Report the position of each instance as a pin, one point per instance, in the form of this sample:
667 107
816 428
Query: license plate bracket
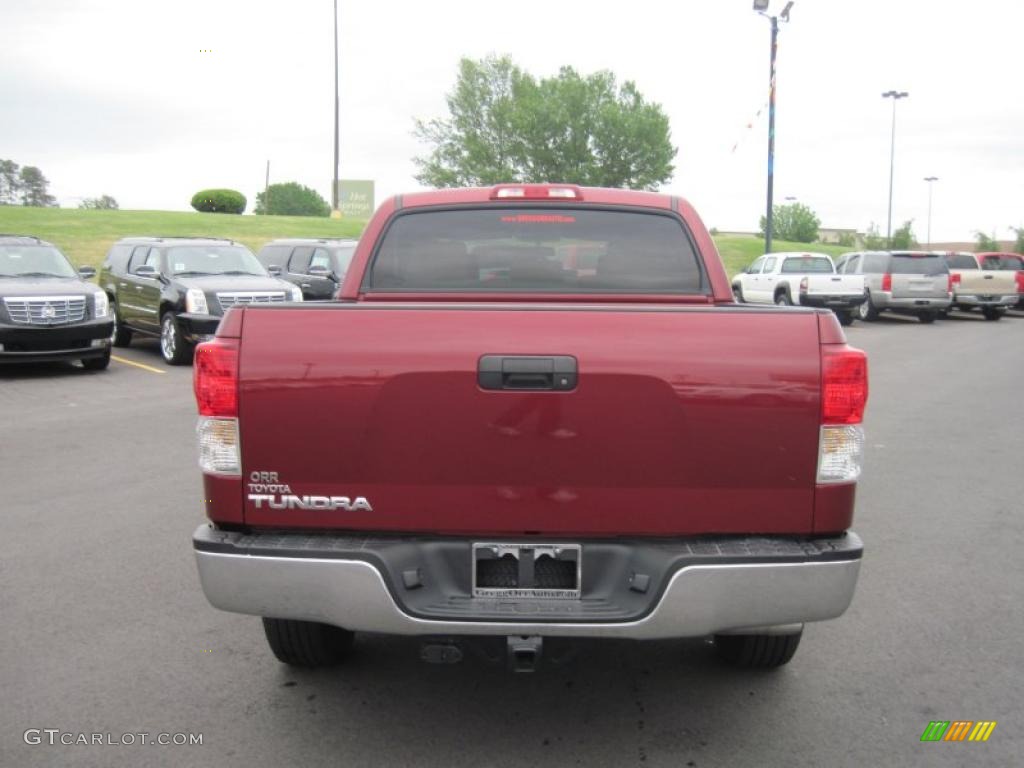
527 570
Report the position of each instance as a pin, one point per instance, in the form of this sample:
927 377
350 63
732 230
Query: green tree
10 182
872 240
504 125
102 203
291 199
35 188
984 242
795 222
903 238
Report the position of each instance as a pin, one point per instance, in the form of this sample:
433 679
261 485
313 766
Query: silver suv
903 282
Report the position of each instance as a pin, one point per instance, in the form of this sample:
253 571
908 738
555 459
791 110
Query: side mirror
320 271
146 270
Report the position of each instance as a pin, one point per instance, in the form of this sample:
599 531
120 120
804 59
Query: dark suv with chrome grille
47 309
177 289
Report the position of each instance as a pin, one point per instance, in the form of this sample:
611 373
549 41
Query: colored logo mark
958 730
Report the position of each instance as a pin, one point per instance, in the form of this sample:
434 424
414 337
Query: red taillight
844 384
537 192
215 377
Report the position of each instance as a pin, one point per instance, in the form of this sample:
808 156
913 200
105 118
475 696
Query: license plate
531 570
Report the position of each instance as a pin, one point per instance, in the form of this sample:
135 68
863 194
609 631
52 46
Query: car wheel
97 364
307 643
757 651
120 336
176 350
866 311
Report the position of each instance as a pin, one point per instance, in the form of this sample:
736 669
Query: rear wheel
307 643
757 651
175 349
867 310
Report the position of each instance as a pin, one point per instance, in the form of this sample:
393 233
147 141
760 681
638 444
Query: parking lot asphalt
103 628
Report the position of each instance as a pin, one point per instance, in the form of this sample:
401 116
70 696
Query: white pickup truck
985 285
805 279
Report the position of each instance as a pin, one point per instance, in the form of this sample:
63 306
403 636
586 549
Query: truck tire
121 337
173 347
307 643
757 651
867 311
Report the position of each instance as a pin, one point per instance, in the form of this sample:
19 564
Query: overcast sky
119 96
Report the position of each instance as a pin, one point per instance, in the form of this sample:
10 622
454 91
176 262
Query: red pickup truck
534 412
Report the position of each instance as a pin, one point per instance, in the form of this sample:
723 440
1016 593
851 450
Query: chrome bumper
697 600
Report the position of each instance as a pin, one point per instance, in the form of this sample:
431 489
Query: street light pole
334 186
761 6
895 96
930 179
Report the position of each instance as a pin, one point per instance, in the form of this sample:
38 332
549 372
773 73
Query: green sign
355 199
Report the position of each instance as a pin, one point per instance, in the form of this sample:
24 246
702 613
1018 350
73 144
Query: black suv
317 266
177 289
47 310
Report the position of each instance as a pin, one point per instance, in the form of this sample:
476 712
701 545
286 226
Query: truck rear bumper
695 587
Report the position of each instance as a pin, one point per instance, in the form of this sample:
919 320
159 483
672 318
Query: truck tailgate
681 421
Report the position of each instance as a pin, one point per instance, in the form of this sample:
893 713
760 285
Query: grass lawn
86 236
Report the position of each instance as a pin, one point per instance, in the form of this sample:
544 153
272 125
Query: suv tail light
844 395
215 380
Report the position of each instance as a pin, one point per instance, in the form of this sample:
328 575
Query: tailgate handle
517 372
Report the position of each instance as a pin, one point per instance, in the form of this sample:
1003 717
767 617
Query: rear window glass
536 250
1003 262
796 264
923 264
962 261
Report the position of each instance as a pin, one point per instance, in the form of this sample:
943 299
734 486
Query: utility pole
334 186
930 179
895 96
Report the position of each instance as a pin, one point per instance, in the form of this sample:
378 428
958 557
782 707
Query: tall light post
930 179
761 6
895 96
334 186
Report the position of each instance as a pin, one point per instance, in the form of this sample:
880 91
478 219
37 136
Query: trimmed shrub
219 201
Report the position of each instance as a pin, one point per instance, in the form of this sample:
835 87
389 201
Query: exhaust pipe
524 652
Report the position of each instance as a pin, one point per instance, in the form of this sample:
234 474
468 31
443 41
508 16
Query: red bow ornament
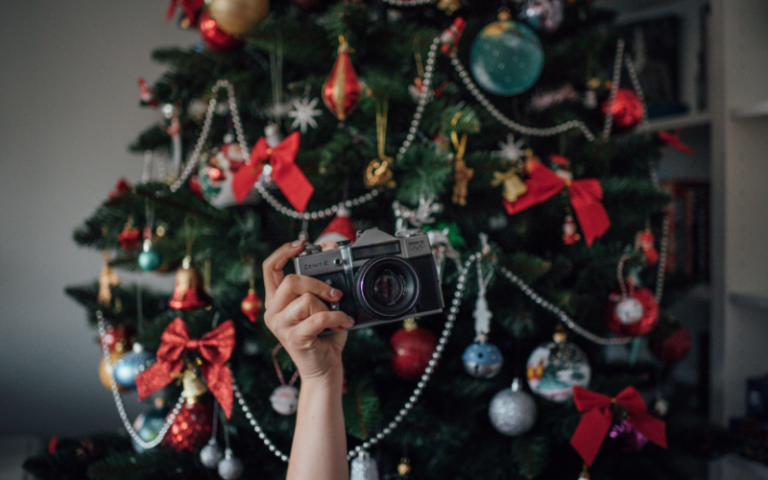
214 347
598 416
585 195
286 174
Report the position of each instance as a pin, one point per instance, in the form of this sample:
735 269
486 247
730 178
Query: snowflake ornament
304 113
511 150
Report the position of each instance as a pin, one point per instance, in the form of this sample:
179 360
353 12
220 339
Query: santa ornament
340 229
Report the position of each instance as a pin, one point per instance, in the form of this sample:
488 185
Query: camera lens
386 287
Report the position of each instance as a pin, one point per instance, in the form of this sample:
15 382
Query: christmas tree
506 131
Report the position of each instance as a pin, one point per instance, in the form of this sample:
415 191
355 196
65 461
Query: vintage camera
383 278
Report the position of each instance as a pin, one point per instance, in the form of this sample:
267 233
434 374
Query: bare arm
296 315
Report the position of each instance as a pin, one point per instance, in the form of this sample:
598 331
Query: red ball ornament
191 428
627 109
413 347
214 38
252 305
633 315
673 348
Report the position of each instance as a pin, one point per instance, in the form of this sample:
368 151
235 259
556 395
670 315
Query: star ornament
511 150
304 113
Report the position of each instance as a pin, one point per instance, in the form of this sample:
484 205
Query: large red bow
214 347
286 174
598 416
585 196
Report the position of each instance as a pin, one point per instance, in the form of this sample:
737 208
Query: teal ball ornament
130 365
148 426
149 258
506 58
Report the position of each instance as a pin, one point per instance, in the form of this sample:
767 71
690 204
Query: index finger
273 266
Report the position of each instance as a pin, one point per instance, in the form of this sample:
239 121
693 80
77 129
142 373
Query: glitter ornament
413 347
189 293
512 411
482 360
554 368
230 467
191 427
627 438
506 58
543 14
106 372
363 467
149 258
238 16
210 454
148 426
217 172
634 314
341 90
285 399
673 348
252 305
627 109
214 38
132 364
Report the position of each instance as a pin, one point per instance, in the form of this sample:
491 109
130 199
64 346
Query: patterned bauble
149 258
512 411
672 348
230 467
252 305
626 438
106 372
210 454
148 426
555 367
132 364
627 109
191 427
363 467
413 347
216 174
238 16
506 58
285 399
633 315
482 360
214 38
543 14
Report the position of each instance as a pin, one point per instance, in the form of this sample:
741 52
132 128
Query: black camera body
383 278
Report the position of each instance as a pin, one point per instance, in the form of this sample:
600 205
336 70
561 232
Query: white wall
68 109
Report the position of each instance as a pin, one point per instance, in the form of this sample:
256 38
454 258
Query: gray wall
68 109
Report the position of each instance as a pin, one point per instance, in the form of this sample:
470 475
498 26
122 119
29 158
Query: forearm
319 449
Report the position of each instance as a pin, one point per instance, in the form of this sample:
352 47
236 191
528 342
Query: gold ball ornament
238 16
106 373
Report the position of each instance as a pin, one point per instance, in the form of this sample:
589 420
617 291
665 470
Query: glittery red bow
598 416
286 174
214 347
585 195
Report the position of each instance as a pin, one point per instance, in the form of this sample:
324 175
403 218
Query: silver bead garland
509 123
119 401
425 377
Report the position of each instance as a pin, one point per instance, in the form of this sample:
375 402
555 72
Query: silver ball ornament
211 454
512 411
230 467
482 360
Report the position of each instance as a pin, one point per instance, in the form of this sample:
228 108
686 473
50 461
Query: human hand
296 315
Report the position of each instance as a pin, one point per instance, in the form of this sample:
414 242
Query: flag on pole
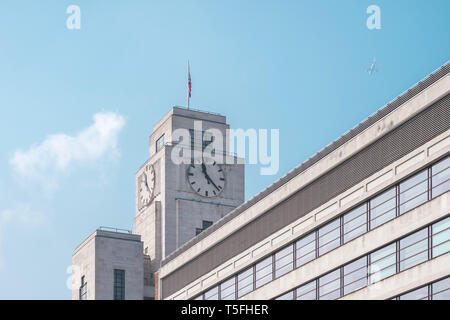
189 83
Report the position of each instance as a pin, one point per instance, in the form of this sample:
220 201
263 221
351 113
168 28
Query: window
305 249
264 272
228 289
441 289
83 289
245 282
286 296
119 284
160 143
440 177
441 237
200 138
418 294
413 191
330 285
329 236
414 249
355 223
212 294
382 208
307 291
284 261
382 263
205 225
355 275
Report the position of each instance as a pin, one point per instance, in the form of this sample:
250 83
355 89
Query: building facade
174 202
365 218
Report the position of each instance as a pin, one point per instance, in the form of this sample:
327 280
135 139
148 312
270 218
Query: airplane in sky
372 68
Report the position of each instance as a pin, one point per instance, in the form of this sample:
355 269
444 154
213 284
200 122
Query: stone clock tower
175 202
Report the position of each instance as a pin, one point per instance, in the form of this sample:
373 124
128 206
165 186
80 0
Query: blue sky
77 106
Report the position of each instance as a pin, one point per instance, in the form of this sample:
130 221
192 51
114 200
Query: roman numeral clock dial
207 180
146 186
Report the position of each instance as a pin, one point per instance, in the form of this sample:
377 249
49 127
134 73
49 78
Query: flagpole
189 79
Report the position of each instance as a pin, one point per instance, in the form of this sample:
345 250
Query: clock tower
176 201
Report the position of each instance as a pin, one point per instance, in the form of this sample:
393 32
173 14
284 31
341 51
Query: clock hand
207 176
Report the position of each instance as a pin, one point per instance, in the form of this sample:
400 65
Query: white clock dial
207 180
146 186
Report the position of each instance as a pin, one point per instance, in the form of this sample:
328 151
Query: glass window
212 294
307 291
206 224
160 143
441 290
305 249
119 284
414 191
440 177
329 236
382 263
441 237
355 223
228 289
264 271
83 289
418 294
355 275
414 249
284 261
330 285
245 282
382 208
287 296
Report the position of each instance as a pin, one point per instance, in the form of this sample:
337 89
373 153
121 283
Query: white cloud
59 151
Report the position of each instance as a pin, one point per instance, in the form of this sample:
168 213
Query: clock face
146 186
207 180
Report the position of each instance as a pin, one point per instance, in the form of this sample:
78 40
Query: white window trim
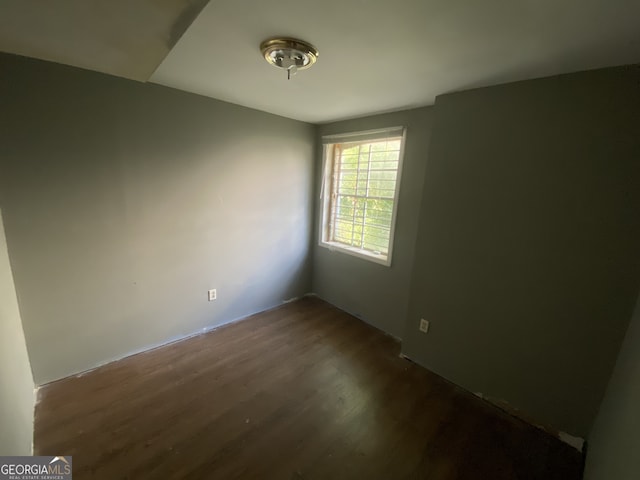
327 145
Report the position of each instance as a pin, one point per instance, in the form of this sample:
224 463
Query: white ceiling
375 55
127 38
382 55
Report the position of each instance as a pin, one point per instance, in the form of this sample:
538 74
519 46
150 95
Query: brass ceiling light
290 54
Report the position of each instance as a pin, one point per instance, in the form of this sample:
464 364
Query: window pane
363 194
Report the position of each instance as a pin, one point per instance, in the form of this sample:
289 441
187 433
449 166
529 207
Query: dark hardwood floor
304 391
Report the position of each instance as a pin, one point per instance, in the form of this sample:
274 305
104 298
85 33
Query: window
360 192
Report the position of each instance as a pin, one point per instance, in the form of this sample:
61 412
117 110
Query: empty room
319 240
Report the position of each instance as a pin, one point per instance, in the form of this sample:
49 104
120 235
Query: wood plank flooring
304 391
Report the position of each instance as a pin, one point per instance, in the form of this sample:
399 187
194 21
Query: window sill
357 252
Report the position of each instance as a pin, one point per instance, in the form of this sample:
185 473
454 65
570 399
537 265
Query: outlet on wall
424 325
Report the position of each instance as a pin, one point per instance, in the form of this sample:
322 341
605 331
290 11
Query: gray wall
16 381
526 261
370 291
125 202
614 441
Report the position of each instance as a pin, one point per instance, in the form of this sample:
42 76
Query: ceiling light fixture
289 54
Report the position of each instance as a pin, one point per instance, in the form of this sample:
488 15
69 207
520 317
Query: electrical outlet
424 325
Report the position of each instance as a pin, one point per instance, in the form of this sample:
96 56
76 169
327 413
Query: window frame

Action item >> Everything from the line with "Query: outlet on wall" down to the final line above is to be retyped exactly. Leave the earlier lines out.

Written answer >>
Query: outlet on wall
424 325
Report the position of each instance as a pin, one point per instance, in the form of this sample:
322 341
605 331
290 11
Query: gray wall
16 381
526 261
370 291
125 202
614 441
Report the position of each instance as a pin, one point per instance, in the form of this sample:
42 76
Query: ceiling light fixture
289 54
Report the position of each instance as a pin, one point per instance, in the form of this sample:
488 15
69 207
520 317
Query: electrical outlet
424 325
Report the position of each instance as a pin, one point per instance, in the form of this sample:
96 56
76 169
327 413
Query: window frame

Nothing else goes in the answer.